* Directive A *
In the discussion of Coq tactic variants, what turns out to be failing instead of the tactic itself?
* Directive B *
Extend the discussion of Coq tactic variants past its final sentence.

* Excerpted passage *
____________________

I'm trying (for automation) to understand under which circumstances for a tactic expression `t`

the variants

1) `try t.`

2) `t || idtac.`

3) `t + idtac.`

may fail resulting in a possibly unrecoverable error.

What confuses me are examples where 1 and 2 fail but 3 works, see #13639.

Looks like a bug in 1 and 2.

This is unfortunate. Could there be a workaround to get 2 to work? Even `try (t + fail).`

fails. Confusingly `try (t + idtac).`

succeeds. This throws off my understanding of ltac semantics completely.

Note that `try t`

is essentially the same as `t || idtac`

.

Interesting, it's not the tactic which is failing.

It's the toplevel wrapper at proof termination.

This might have to do with the delaying of unification delays? https://coq.inria.fr/refman/proof-engine/tactics.html#delaying-solving-unification-constraints (note that this option would nt help in any way, it is just the part from where I know that something gets delayed sometimes)

Yes, I've commented in the issue about that function.

____________________

[Entries from a point annotation set]
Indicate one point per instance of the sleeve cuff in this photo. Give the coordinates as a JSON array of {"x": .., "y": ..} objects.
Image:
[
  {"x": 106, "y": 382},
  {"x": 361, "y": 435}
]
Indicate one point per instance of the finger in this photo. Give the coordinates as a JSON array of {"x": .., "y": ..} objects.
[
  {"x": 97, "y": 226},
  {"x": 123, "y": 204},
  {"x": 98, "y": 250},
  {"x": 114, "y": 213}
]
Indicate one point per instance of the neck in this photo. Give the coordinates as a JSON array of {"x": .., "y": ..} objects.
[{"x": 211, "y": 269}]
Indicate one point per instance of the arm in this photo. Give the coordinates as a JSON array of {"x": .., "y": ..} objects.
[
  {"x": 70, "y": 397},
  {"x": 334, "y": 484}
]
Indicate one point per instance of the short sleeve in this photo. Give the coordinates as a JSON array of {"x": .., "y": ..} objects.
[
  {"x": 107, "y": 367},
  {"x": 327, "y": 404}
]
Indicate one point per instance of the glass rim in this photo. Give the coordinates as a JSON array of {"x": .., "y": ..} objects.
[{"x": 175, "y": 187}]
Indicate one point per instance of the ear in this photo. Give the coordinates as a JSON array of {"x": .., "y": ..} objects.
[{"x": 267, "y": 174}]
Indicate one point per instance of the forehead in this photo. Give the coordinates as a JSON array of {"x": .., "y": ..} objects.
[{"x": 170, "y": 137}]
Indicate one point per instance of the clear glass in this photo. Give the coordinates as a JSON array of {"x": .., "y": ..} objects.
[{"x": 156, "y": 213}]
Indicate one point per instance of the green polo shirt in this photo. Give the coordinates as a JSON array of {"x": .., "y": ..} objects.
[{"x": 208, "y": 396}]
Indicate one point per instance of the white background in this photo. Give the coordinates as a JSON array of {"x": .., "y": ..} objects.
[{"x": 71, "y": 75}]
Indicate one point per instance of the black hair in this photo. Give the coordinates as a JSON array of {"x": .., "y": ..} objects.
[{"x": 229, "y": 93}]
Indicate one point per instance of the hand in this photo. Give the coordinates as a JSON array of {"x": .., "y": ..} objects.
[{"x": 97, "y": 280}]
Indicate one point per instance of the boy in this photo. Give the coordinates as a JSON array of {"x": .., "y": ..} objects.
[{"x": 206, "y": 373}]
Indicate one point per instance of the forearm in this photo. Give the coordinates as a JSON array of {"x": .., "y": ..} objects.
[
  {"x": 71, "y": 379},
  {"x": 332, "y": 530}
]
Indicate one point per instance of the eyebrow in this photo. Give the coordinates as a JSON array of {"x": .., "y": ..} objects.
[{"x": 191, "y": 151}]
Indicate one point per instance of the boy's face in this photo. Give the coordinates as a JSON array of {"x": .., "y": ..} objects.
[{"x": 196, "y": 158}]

____________________

* Task response A *
The toplevel wrapper at proof termination.

* Task response B *
Ah, yes, this works:

`(simple refine (eq_trans fapp_comp _);solve_constraints) || f_equal.`

I don't know whether we should try to wrap the unification solver in a try block.

The current behaviour is definitely surprising, and the fact that the solver doesn't block backtracking leads to the weird success with +

Pierre-Marie Pédrot said:

I don't know whether we should try to wrap the unification solver in a try block.

because it might not backtrack properly?

If not a try, at least a once.

A dot after a tactic kills backtrack.

So, this boils down to the question whether the solver is part of the tactic or of the command.

I think it'd be more natural to implement `tac.`

as `once tac; solve`

.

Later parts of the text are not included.